■ BRIEF 1
Count the lines in the rows below that contain the string "jersey", and reply with that number only.

■ GIVEN PASSAGE

Begin

A pivotal achievement of this transversal and united call from the feminist movement was the event themed around the slogan “Nuestra urgencia por vencer” (“Our urgency to win”), held in the final days of the campaign. The event drew the participation of the feminists whose generation had stood up to the dictatorship in the 1980s, historical members of the Mujeres por la Vida group, as well as artists, activists and members of various organizations, and even members of Apruebo Dignidad. The diversity and unity of this moment set a significant precedent bringing together a new constellation of forces that eventually delivered Boric his victory.
Joining the campaign against these right-wing sectors also meant, necessarily, asserting an ethic of tenderness and care in answer to their communication strategy based on hate and fake news. On an intimate level, many of us cast our votes as an act of self-care and out of concern for friends, relatives and others we knew could be at risk if Kast won the presidency. This call, which was not a vote of confidence in Boric, would indeed require open campaigning without half measures.
As the days went by, more and more organized sectors publicly called on their bases to vote for Gabriel Boric, some in the name of anti-fascism, others alluding to a program of transformation that spoke to the aspirations behind historical struggles and still others in the recognition that Boric’s victory was a necessary condition to keeping the door open to building and securing their own political alternative.

End

■ BRIEF 2
Extend the passage on the feminist campaign for Gabriel Boric, starting right after its final sentence.

■ DATA RECORDS
Begin

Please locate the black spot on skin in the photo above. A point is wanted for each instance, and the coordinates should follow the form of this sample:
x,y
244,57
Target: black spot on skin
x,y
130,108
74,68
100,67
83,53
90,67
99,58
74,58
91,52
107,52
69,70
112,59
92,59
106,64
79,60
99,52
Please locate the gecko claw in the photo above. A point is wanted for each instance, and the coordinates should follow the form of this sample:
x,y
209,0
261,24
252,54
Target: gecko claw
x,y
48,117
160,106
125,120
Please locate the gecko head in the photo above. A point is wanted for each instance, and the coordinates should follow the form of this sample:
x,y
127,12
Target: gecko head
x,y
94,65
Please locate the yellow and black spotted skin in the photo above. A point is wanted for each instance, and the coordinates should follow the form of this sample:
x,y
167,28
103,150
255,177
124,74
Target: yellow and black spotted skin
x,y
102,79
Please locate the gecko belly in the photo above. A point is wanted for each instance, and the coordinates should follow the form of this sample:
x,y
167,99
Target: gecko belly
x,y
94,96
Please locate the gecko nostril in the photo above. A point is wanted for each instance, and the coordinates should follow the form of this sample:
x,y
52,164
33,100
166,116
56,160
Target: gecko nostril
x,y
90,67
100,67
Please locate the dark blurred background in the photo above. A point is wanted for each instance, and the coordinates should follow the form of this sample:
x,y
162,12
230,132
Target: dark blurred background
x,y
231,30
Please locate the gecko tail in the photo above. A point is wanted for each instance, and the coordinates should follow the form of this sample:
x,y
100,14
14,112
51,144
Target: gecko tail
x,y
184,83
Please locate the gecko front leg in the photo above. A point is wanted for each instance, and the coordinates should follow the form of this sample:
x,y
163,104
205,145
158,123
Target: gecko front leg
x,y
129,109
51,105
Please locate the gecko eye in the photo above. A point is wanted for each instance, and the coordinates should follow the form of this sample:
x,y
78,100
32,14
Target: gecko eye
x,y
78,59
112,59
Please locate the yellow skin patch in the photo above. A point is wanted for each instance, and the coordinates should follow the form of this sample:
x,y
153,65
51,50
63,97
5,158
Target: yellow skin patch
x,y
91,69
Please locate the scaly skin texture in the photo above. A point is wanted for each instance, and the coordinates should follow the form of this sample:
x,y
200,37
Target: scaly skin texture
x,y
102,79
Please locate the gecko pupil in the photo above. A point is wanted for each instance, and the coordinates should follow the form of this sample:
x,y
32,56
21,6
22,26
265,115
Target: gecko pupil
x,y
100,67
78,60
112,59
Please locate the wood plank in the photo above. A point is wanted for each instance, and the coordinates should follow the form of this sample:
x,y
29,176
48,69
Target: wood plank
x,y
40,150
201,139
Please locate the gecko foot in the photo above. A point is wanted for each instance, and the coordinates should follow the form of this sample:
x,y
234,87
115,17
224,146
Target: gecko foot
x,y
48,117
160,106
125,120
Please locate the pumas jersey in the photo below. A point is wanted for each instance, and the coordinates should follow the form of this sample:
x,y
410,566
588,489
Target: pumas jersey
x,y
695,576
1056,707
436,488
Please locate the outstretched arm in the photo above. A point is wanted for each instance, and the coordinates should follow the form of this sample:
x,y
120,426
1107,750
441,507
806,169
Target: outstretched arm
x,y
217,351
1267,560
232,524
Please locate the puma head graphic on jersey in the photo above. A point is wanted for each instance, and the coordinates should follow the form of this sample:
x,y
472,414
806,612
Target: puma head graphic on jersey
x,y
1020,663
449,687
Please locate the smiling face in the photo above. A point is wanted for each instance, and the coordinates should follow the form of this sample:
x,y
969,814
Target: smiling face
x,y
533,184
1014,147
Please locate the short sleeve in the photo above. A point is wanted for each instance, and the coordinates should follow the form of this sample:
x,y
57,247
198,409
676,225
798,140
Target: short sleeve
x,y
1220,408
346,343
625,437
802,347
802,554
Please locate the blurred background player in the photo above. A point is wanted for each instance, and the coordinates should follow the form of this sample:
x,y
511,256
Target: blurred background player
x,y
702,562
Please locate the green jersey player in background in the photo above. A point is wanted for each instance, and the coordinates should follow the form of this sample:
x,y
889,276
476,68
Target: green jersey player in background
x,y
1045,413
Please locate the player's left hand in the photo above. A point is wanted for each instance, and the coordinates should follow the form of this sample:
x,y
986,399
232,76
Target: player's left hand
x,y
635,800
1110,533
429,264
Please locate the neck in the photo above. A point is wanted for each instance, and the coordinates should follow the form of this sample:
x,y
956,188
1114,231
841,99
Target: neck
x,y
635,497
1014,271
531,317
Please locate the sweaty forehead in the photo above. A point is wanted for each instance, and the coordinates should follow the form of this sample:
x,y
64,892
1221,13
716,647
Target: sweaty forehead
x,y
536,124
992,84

End

■ TASK RESPONSE 1
6

■ TASK RESPONSE 2
Alongside the feminist organizations, trade unions, workers’ associations, socio-environmental organizations, leftist groups and even Evangelical Church organizations led the charge. Noteworthy figures from the revolt also publicly expressed their support, such as Gustavo Gatica and the recently-elected senator Fabiola Campillai — both of whom were fully blinded by police rounds — and student activists such as Víctor Chanfreau, a former spokesperson of the High School Student Coordinating Assembly, an organization known for its antagonism towards electoral politics.
This united force was strengthened by the transversal support that Boric’s candidacy received amongst the delegates of the Constitutional Convention who represented the different alliances of independents and the reserved seats held by Indigenous delegates. All these organizations and actors, who had not taken any public positions before the first round, made statements, organized activities and campaigned during the second round.
The strongholds of the second round
Voter turnout increased at an average of 8 percent throughout the country, with a record 11 percent increase reported in the Metropolitan Region of Santiago, representing 40 percent of the electoral roll. These new votes came mainly from the marginalized and working class neighborhoods of this large urban area. Of the 52 districts that make up the capital, it was the poorest ones, which previously had been associated with lowest turnout rates, that came out en masse to vote for Boric — in some districts by more than 70 percent.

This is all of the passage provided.